** SOURCE TEXT **
A union of the Bear and the Dragon

A union of the Bear and the Dragon

What can Russia count on from their partnership with China?

This article originally appeared at Interpolit, translated from Russian by Monna Lita exclusively for SouthFront

70 yrs ago, on August 7th 1945, an Soviet-chinese agreement was made about friendship and union, which became preface to all subsequent partnerships between the two countries after WWII.  In 1950, 6 months after the announcement of the development of the People’s Republic of China, a new agreement was made.  Since then, regardless of temporary difficulties, relations between our countries are progressing dynamically. Today, some consider China almost an ally to Russia as it relates to building a new world order.  What is the reality of the character and prospects of our relationship?

Russia and China have a lot in common.  There is a certain striking chronological consistency of events that shows up in the history of our countries.  The first diplomatic contact that occurred between Russia and China was in the year of 1618, when a cosak named Ivan Petlin arrived in Beijing and received a charter with an invitation from the Chinese officials to visit Tianxia and trade. At that time, the Ming Dynasty was living out its last days, and in Russia the Romanovs have come to power after The Time of Troubles.  Almost simultaneously the Monarchy seized to exist in our two countries: after the Xinhai Revolution in 1911, the Qing dynasty was removed from power and the first president of the republic Sun Yat-sen was elected, and in February of 1917 a Russian tsar renounced his throne.
A powerful development in the relationship between the two countries began after WWII and the coming to power of communists in China under the leadership of Mao Zedong.  There was even a song then “a Russian and a Chinese are brothers for eternity”.  The Soviet Union was helping the PRC develop their economy and strengthen their place in the international arena.  At that time, both our countries desired to see a new and a just world. Many today think that relations between Moscow and Beijing have reached an unprecedented level.  Many contracts have been signed in the area of economics; Russia and China became the originators of many international initiatives like BRICS and SCO.  China’s support of our country in the political sphere plays a special role after the West entered sanctions against Russia and began increasing military forces at Russia’s borders.

More often we hear the voices in the Russian Federation, that the union of Russia and China will not only allow our country to overcome the cool relationship with the West, but will create a new and a multipolar world, where Washington’s all-out dictatorship won’t not exist.  Those who support this type of an approach are saying, that China possesses an economical power, while Russia is a nuclear superpower, and together we can create an indestructible alliance. Basically, the official rhetoric of the Chinese leaders contains the same spirit.  “Together we are not only kind neighbors, but also like-minded friends and reliable partners in a mutually beneficial partnership”, wrote in an article prior to visit to Russia in October of last year the Premier of State Council of the Republic of China Li Keqiang.

** REQUIRED WORK **
[a] In the article on Russia–China relations, what year is given for the first diplomatic contact between Russia and China?
[b] Decide whether each statement agrees with the article on Russia–China relations, answering yes or no and quoting the words that settle it: (i) The Soviet-Chinese agreement on friendship and union was made on August 7th, 1945. (ii) Russia and China were among the originators of BRICS and SCO. (iii) The Qing dynasty was removed from power after the Xinhai Revolution in 1917.
[c] Carry on the article on Russia–China relations from the point where it stops.

[Photo labels with boxes]

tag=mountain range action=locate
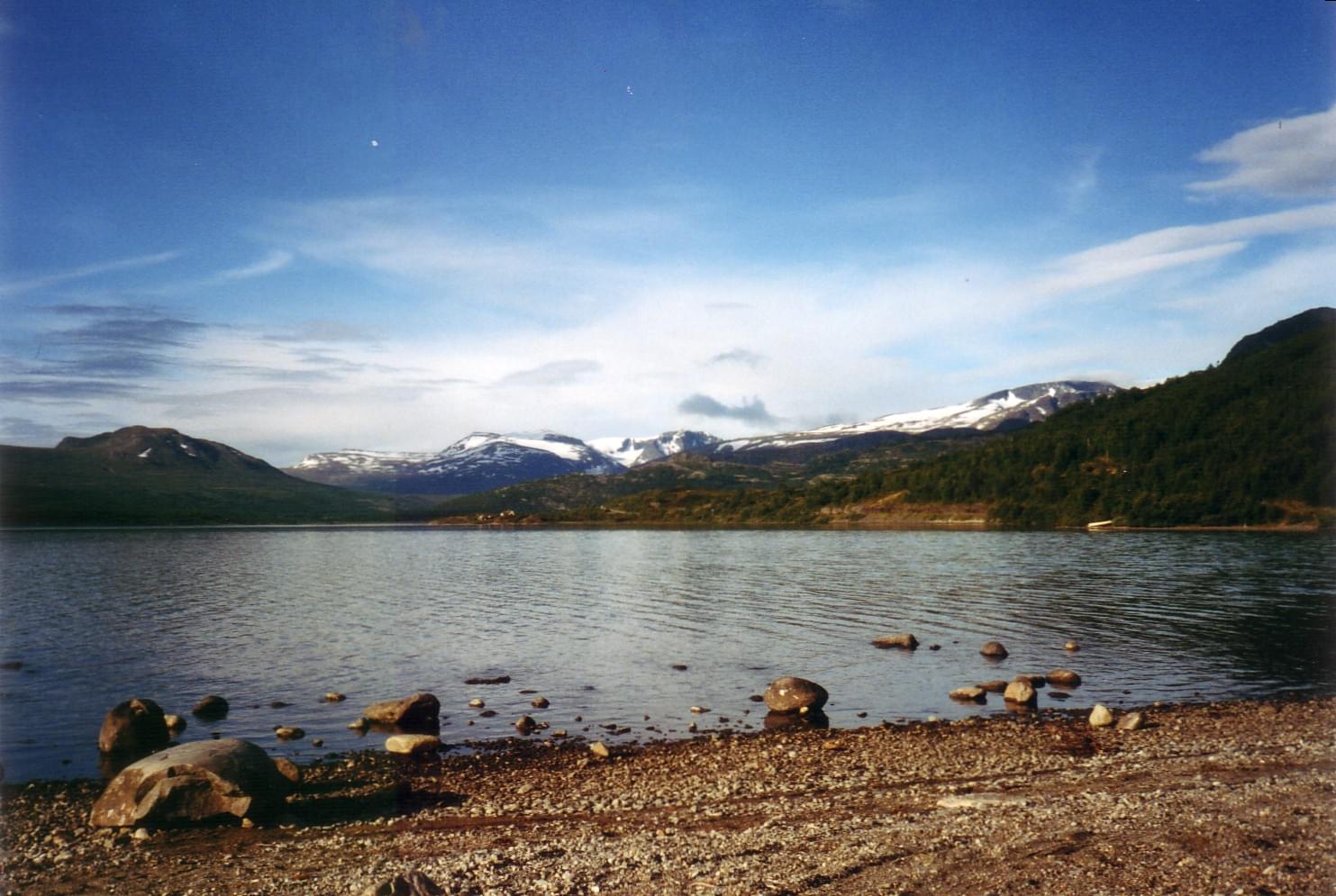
[286,381,1118,495]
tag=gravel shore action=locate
[0,699,1336,896]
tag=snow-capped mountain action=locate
[714,381,1120,454]
[287,432,624,494]
[589,430,720,467]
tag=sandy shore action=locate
[0,699,1336,896]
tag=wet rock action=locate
[89,738,290,828]
[872,631,918,650]
[190,694,230,719]
[764,675,830,713]
[1118,710,1146,732]
[761,709,831,730]
[274,756,302,788]
[1002,681,1038,706]
[1049,669,1081,688]
[97,697,171,756]
[362,692,441,728]
[360,871,445,896]
[385,735,441,756]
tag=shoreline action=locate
[0,696,1336,896]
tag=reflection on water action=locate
[0,528,1336,780]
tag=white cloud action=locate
[1187,105,1336,199]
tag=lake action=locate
[0,526,1336,781]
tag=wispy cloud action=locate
[677,393,779,426]
[1187,105,1336,199]
[0,251,180,295]
[497,357,603,386]
[709,348,766,367]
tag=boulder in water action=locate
[97,697,171,756]
[764,675,830,713]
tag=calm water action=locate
[0,528,1336,781]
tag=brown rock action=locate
[385,735,441,756]
[360,871,445,896]
[362,692,441,728]
[764,675,830,713]
[88,738,290,827]
[97,697,171,756]
[1118,710,1146,732]
[872,633,918,650]
[1002,681,1038,706]
[1049,669,1081,688]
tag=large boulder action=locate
[97,697,171,756]
[764,675,830,713]
[88,738,290,828]
[362,692,441,728]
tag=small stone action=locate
[190,694,230,719]
[872,631,918,650]
[1118,710,1146,732]
[1049,669,1081,688]
[1002,681,1038,706]
[385,735,441,756]
[947,688,987,703]
[766,675,830,713]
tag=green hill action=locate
[813,309,1336,528]
[0,426,423,526]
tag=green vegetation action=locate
[0,428,426,526]
[438,309,1336,528]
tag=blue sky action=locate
[0,0,1336,464]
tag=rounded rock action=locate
[764,675,830,713]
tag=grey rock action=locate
[88,738,290,828]
[764,675,830,713]
[362,871,445,896]
[362,692,441,728]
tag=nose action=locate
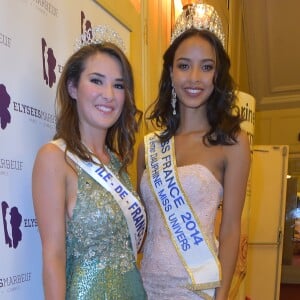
[190,67,201,82]
[102,84,114,102]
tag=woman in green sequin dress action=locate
[32,26,147,300]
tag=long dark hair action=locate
[54,43,142,169]
[146,28,242,145]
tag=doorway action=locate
[281,154,300,299]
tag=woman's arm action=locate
[136,140,145,197]
[32,144,66,300]
[216,131,250,300]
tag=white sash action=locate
[51,139,146,257]
[145,133,221,299]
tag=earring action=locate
[171,86,177,116]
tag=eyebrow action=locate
[90,72,124,82]
[176,57,216,63]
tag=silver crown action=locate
[75,25,126,52]
[171,3,225,46]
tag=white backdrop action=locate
[0,0,130,300]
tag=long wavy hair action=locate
[146,28,243,145]
[54,43,142,170]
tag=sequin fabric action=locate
[66,152,147,300]
[140,164,223,300]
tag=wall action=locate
[0,0,137,300]
[254,108,300,154]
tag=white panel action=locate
[246,146,288,300]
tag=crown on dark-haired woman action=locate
[171,3,225,46]
[75,25,126,52]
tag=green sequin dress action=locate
[66,155,147,300]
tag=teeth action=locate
[97,105,112,112]
[187,89,201,94]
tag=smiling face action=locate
[171,35,216,113]
[69,52,125,132]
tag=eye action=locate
[91,78,103,85]
[177,63,189,70]
[201,64,214,72]
[114,83,124,90]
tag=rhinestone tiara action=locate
[171,3,225,46]
[74,25,126,52]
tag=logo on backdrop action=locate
[81,11,92,34]
[0,32,11,48]
[1,201,22,249]
[42,38,56,87]
[0,84,11,129]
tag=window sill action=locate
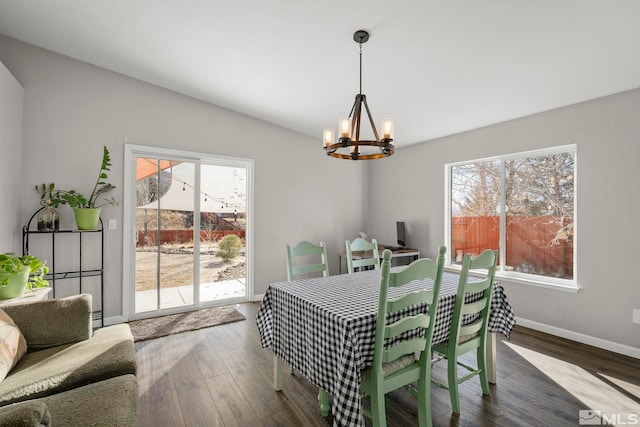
[445,265,580,294]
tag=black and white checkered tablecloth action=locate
[257,270,515,426]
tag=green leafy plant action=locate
[216,234,242,262]
[0,253,49,289]
[36,182,66,208]
[36,146,118,208]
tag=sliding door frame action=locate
[122,143,255,320]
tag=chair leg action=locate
[418,360,433,427]
[447,354,460,415]
[476,345,489,396]
[371,387,387,427]
[318,389,331,417]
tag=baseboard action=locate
[516,317,640,359]
[104,316,129,326]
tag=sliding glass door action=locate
[125,146,252,318]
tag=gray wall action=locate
[0,62,24,253]
[0,36,365,318]
[0,32,640,349]
[366,89,640,354]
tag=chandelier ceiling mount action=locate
[322,30,395,160]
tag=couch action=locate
[0,294,138,426]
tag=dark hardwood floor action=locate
[136,303,640,427]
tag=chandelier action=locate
[322,30,395,160]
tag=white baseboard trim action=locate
[516,317,640,359]
[104,316,129,326]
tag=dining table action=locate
[256,266,515,426]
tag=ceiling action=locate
[0,0,640,147]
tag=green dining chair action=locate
[345,237,380,273]
[433,249,498,414]
[287,241,329,402]
[287,241,329,280]
[361,246,446,427]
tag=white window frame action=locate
[444,144,579,292]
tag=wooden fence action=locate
[136,230,245,246]
[450,216,573,278]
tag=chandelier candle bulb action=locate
[340,117,351,139]
[382,119,393,139]
[322,128,335,148]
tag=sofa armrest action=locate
[3,294,92,351]
[0,400,51,427]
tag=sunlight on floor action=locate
[504,342,640,425]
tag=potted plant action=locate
[36,146,118,230]
[0,253,49,299]
[36,183,64,231]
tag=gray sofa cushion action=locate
[0,324,136,406]
[40,375,138,427]
[0,400,51,427]
[3,294,92,351]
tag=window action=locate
[445,145,576,288]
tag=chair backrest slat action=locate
[449,249,498,346]
[372,246,446,372]
[287,241,329,280]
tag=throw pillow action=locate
[0,308,27,381]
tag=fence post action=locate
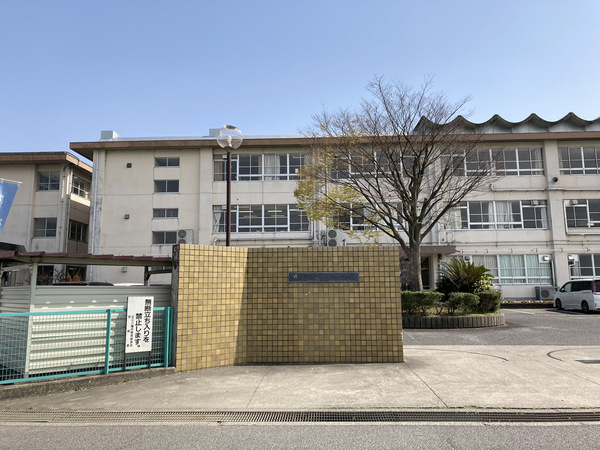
[163,307,173,367]
[104,309,112,374]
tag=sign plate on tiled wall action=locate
[288,272,359,283]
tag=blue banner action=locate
[0,178,21,234]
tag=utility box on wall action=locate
[173,245,403,370]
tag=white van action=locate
[554,279,600,314]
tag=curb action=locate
[500,302,554,309]
[402,313,506,329]
[0,367,176,400]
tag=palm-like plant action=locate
[437,258,490,294]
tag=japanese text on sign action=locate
[125,297,154,353]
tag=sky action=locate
[0,0,600,152]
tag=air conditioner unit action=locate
[538,255,552,264]
[325,229,346,247]
[177,230,194,244]
[535,286,556,300]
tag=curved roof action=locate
[415,112,600,134]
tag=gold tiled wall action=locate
[176,245,403,370]
[246,246,403,363]
[175,245,248,370]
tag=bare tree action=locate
[295,77,491,290]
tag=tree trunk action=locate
[408,242,423,291]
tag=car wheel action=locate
[554,299,563,311]
[581,301,590,314]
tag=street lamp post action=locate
[217,125,244,247]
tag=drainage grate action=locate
[0,410,600,423]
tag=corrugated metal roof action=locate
[0,250,173,267]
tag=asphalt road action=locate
[0,424,600,450]
[0,309,600,450]
[404,309,600,346]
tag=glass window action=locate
[558,146,600,175]
[572,253,600,278]
[71,175,90,198]
[154,156,179,167]
[213,205,310,233]
[152,231,177,245]
[38,172,60,191]
[213,153,306,181]
[154,180,179,193]
[565,199,600,228]
[152,208,179,219]
[33,217,56,237]
[69,220,88,242]
[289,205,310,231]
[465,147,544,176]
[445,200,549,230]
[471,255,552,285]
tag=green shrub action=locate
[402,290,444,315]
[477,289,502,314]
[446,292,479,314]
[437,258,491,296]
[474,273,494,294]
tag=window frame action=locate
[152,208,179,219]
[213,203,311,234]
[37,170,60,192]
[462,147,545,177]
[152,231,177,245]
[469,254,552,286]
[71,175,91,199]
[69,220,89,243]
[445,200,550,230]
[558,145,600,175]
[154,156,181,167]
[213,153,308,181]
[564,199,600,230]
[33,217,58,238]
[154,179,179,194]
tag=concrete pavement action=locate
[0,345,600,411]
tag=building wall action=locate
[175,245,403,370]
[75,126,600,299]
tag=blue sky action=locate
[0,0,600,152]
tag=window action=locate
[33,217,56,237]
[446,200,548,230]
[558,146,600,175]
[154,180,179,194]
[471,255,552,284]
[152,231,177,245]
[69,220,88,242]
[464,147,544,176]
[38,172,60,191]
[71,176,90,198]
[565,200,600,228]
[152,208,179,219]
[213,153,306,181]
[154,157,179,167]
[213,204,310,233]
[571,254,600,278]
[333,207,372,230]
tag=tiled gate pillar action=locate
[175,245,403,370]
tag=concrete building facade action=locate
[0,152,92,282]
[71,114,600,298]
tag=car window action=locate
[572,280,592,292]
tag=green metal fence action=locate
[0,307,173,384]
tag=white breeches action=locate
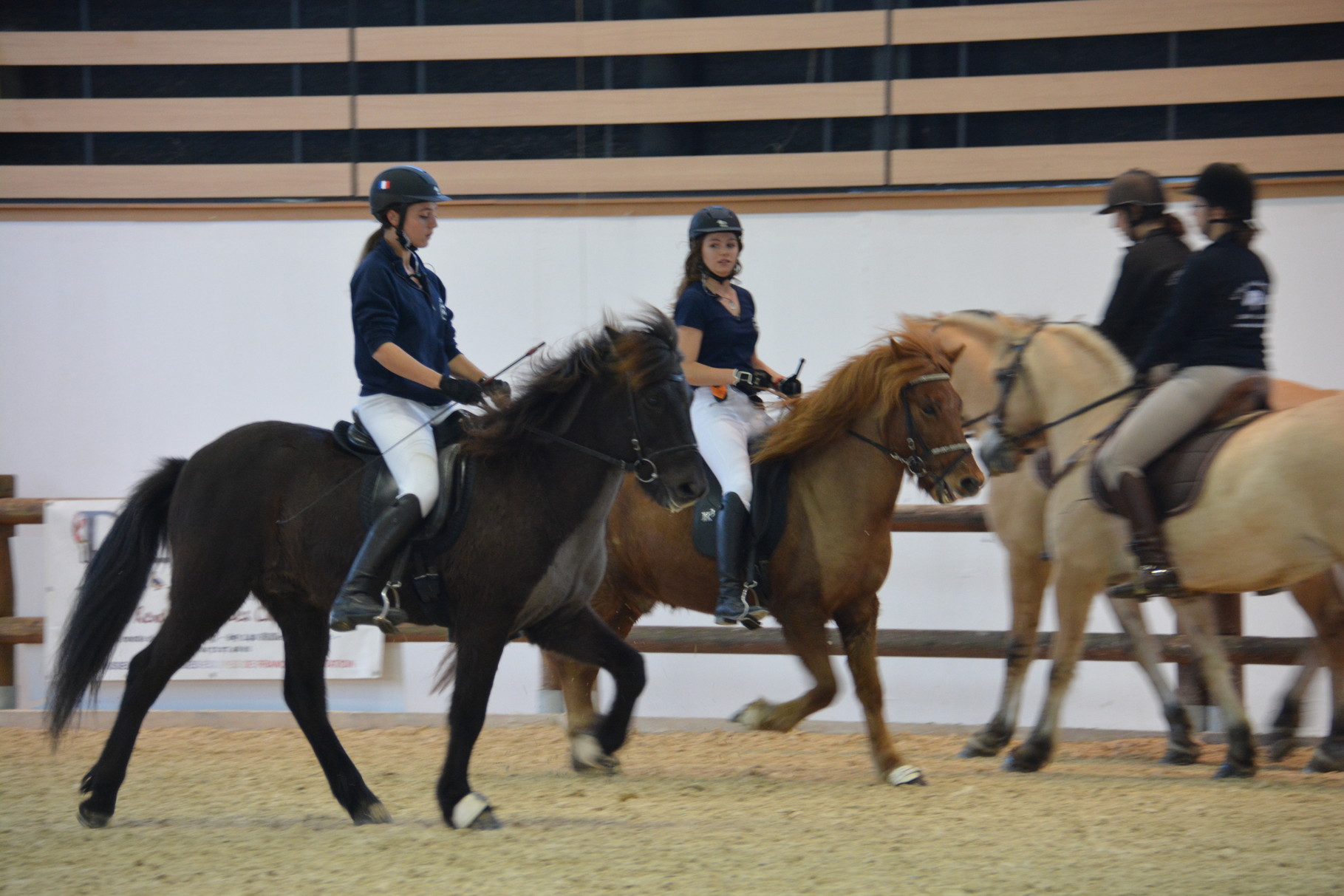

** ANSWERS TO THE PROBLEMS **
[a] 1618.

[b]
(i) Yes: "on August 7th 1945, an Soviet-chinese agreement was made about friendship and union"
(ii) Yes: "Russia and China became the originators of many international initiatives like BRICS and SCO"
(iii) No: "after the Xinhai Revolution in 1911, the Qing dynasty was removed from power"

[c]
At the same time, there are facts that are the cause for reevaluation of such hopes. First, trade turnover in 2014 between Russia and China only came to a total of 95 billion dollars, which put our country on the list as a trade partner with China only in the 9th Place.  Today, objectively speaking, Beijing is more interested in maintaining a good relationship with the US, Japan and Europe, than with us. Second, many contracts that were signed with China are not actualizing.  Until this day, not a single bridge has been built that is to go through Amur and Ussuri.  In the beginning of this month the first test train of the New Silk road was set forth, which is supposed to open the way for Chinese products to reach Europe.  Regardless of assurances made in readiness to participate in a project, very little has been done at this time. Consequently, the Silk Road has already began the work to bypass Russia, and by going through Kazakhstan, Azerbaijan, Georgia and Turkey.

Thirdly, mentally the Chinese and the Russians differ significantly. A partnership with the Chinese is not the same as, say, a partnership with the Belarusians.

Let us not forget the historical account that the Chinese may present us with. The trouble is that our country was forcing the Chinese side to sign disadvantageous agreements in the moments when China was weak. According to the Aigun (1858) and Beijing (1860) agreements, Russia was given almost 1.5 million km2 in the Far East. The agreements took place when China was weakened by the Opium wars. China still considers those events as a great national humiliation. There was also a Russian-Chinese convention of the year 1898 and the “Boxer Protocol” of 1901. Even prior to the preparation of the friendship agreement in 1945, the Soviet Union demanded the Kwantung Leased Territory be yielded to it, and demanded all rights to control the Chinese-Eastern Railway.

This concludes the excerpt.